» **Task prompt**:
Extract every line in the items that contains the word "pocket", matching case exactly.

— BEGIN Records supplied —

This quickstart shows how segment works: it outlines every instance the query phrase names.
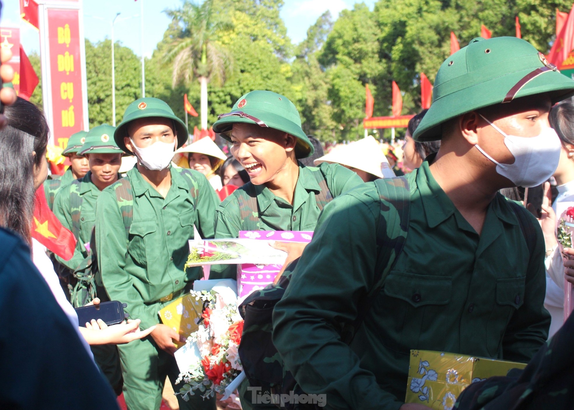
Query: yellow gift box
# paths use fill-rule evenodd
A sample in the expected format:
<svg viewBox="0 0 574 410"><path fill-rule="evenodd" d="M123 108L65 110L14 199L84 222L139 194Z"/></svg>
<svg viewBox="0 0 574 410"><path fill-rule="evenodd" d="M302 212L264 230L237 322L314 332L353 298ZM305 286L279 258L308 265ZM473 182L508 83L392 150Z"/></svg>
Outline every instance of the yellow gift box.
<svg viewBox="0 0 574 410"><path fill-rule="evenodd" d="M197 330L201 318L203 302L188 294L175 299L159 311L160 318L166 325L185 338ZM174 342L181 347L185 342Z"/></svg>
<svg viewBox="0 0 574 410"><path fill-rule="evenodd" d="M430 350L411 350L407 403L418 403L437 410L451 410L471 383L494 376L506 376L524 363L473 357Z"/></svg>

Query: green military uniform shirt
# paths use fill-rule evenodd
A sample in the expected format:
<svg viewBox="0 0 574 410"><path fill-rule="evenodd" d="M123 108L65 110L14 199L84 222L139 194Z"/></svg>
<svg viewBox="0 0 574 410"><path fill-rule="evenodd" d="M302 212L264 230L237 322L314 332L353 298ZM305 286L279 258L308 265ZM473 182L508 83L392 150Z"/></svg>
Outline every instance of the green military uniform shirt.
<svg viewBox="0 0 574 410"><path fill-rule="evenodd" d="M65 260L57 255L56 260L71 271L73 271L90 255L86 244L90 243L92 230L96 224L96 201L100 191L92 182L92 172L89 171L81 179L75 179L71 183L63 186L56 196L52 211L65 228L76 235L77 241L73 256ZM81 201L81 209L73 208L72 197L77 196ZM75 232L75 220L80 228Z"/></svg>
<svg viewBox="0 0 574 410"><path fill-rule="evenodd" d="M324 162L319 168L325 177L329 190L336 197L363 183L354 172L339 164ZM320 210L315 193L321 190L313 167L299 163L299 176L295 185L293 205L276 196L265 185L255 185L259 207L259 228L262 231L314 231ZM237 198L230 195L215 212L215 237L236 238L242 228L243 220ZM235 265L214 265L210 278L236 279Z"/></svg>
<svg viewBox="0 0 574 410"><path fill-rule="evenodd" d="M104 287L111 300L127 304L126 311L131 318L141 319L142 329L158 323L157 312L146 306L183 291L202 274L200 267L183 271L193 225L201 237L214 237L214 213L219 199L205 177L191 170L197 184L194 201L184 179L187 177L180 171L171 168L172 185L165 198L137 167L127 172L133 196L128 239L115 191L121 181L106 188L98 198L96 244Z"/></svg>
<svg viewBox="0 0 574 410"><path fill-rule="evenodd" d="M326 393L331 408L398 409L411 349L526 362L548 336L536 221L530 255L502 195L488 205L479 236L428 161L407 178L405 247L350 349L338 330L357 317L375 276L381 200L373 183L325 207L274 309L273 342L285 366L306 393Z"/></svg>
<svg viewBox="0 0 574 410"><path fill-rule="evenodd" d="M44 182L44 193L48 201L48 206L51 209L53 209L54 201L58 191L73 181L75 178L72 173L72 167L68 167L66 171L60 177L54 175L54 178L46 179Z"/></svg>

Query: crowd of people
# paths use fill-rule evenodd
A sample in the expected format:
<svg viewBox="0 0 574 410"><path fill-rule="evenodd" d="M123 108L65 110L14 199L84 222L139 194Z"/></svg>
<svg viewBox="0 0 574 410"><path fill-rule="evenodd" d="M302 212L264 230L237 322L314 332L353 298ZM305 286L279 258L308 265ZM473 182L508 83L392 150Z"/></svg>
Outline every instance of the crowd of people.
<svg viewBox="0 0 574 410"><path fill-rule="evenodd" d="M473 384L459 409L571 408L571 387L553 383L572 375L574 249L559 246L556 211L574 198L574 80L524 40L478 38L440 67L433 92L402 147L369 136L325 153L287 97L251 91L213 124L228 156L142 98L117 127L71 136L70 166L48 177L44 114L3 88L0 408L114 409L123 393L129 409L157 410L166 378L181 386L185 342L158 312L204 276L184 269L188 240L269 230L314 231L308 245L273 245L284 272L249 300L281 290L265 308L267 362L325 408L428 408L405 403L412 349L529 363ZM71 259L31 236L41 187L77 240ZM129 319L79 323L74 308L108 300ZM276 408L255 400L264 373L239 386L243 408Z"/></svg>

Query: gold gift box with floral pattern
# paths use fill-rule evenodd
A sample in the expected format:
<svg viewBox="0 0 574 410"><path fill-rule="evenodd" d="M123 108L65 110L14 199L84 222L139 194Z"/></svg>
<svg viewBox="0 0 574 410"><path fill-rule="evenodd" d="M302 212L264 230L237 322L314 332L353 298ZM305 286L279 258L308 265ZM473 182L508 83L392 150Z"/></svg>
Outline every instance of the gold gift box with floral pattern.
<svg viewBox="0 0 574 410"><path fill-rule="evenodd" d="M196 300L195 296L189 294L175 299L159 311L160 318L166 325L185 338L188 338L197 330L203 302ZM185 342L175 342L178 348Z"/></svg>
<svg viewBox="0 0 574 410"><path fill-rule="evenodd" d="M451 410L456 399L471 383L494 376L506 376L523 363L473 357L430 350L411 350L407 381L407 403L437 410Z"/></svg>

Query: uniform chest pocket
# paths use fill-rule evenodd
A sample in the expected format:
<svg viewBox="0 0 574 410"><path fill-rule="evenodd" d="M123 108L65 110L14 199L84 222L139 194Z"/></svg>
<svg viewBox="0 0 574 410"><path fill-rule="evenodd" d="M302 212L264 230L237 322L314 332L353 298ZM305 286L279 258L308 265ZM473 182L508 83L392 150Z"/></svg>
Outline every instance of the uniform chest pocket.
<svg viewBox="0 0 574 410"><path fill-rule="evenodd" d="M373 314L382 318L382 343L403 353L420 348L421 334L444 312L452 293L449 276L391 271L373 304Z"/></svg>
<svg viewBox="0 0 574 410"><path fill-rule="evenodd" d="M154 232L157 230L155 219L141 219L131 222L127 252L140 265L145 266L157 259L159 253L157 248L161 242L154 240Z"/></svg>
<svg viewBox="0 0 574 410"><path fill-rule="evenodd" d="M512 316L524 303L526 278L497 279L494 308L486 325L486 346L491 356L502 349L502 339Z"/></svg>
<svg viewBox="0 0 574 410"><path fill-rule="evenodd" d="M193 224L195 223L195 211L193 209L180 214L180 224L188 237L191 239L193 235Z"/></svg>

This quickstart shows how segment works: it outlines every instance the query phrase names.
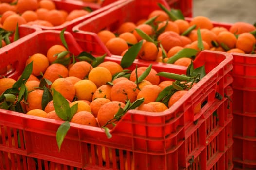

— END Records supplied —

» **The reply**:
Query: uniform chest pocket
Outline every instance of the uniform chest pocket.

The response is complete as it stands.